§ **Selected text**:
Selena Gomez moment a reminder to help kids swear off the F-bomb

Selena Gomez shocked audiences by dropping the 'F-bomb' on stage this weekend. One mom's 'no swearing' challenge in her house would pose a problem for singer Selena Gomez.

Kevork Djansezian/Reuters
Selena Gomez dropped the 'F-bomb' during a performance this weekend. Here, Selena Gomez performs during KIIS FM's Jingle Ball concert at the Staples Center in Los Angeles, December 6.

When Selena Gomez dropped the F-bomb in anger at technical difficulties during a performance, she also reminded parents that swearing – and even the equivalent abbreviations  – can become part of their kids daily vocabulary.

“Selena Gomez was so frustrated by technical difficulties during KIIS-FM's annual Jingle Ball concert in Los Angeles Friday night, that she said 'what the f***?' into the mic and left the stage,” according to E! News.

Salty talk can sink a ship – such as the ship of public decency, which Ms. Gomez, 21, so publicly torpedoed. Gomez didn't use the W.T.F. abbreviation, but the prevalent use of casual abbreviations of swear words often leads to a desensitization to the words represented.

§ **Dataset records**:
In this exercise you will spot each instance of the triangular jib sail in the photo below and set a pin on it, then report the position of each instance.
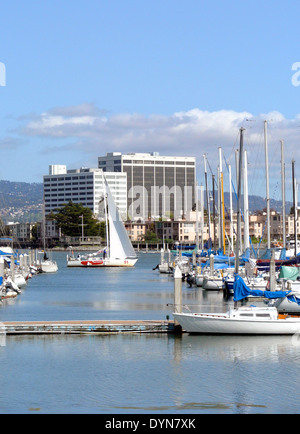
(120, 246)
==
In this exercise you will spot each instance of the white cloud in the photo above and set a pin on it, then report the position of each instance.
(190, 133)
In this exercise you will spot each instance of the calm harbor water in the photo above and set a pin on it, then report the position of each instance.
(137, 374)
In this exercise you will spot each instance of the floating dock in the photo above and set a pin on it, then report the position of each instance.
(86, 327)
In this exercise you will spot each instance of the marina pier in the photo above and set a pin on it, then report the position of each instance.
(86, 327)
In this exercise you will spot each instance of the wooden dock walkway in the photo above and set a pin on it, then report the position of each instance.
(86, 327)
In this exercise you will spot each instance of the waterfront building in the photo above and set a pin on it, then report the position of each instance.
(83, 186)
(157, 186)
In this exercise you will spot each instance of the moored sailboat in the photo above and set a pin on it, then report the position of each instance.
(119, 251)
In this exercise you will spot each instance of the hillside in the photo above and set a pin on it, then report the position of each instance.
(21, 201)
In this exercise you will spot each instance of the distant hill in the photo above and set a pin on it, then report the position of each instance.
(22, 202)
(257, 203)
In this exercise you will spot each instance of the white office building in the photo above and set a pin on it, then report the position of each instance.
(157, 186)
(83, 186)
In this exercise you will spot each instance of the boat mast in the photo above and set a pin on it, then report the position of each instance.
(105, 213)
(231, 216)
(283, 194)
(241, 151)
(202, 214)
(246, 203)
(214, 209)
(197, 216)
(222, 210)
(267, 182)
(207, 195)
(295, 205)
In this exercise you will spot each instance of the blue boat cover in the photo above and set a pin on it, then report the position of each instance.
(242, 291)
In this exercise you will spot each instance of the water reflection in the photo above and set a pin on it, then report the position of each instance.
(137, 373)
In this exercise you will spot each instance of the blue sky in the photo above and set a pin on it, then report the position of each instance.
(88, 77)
--
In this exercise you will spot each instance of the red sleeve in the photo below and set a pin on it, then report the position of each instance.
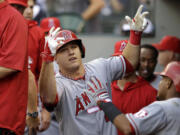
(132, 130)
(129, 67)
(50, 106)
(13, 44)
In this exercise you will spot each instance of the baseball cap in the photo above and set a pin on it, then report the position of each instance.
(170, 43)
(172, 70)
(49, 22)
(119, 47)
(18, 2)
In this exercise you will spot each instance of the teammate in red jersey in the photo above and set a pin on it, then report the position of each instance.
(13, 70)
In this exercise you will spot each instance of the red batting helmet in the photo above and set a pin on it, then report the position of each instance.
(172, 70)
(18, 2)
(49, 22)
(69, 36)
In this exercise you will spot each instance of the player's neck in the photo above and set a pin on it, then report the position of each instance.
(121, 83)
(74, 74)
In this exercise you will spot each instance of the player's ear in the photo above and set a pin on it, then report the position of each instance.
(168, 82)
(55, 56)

§ **Aim of the exercise**: From the article about Selena Gomez, copy word for word the part that begins with the words containing "Kevork Djansezian/Reuters" and ends with "to E! News.".

§ **Output for this task**:
Kevork Djansezian/Reuters
Selena Gomez dropped the 'F-bomb' during a performance this weekend. Here, Selena Gomez performs during KIIS FM's Jingle Ball concert at the Staples Center in Los Angeles, December 6.

When Selena Gomez dropped the F-bomb in anger at technical difficulties during a performance, she also reminded parents that swearing – and even the equivalent abbreviations  – can become part of their kids daily vocabulary.

“Selena Gomez was so frustrated by technical difficulties during KIIS-FM's annual Jingle Ball concert in Los Angeles Friday night, that she said 'what the f***?' into the mic and left the stage,” according to E! News.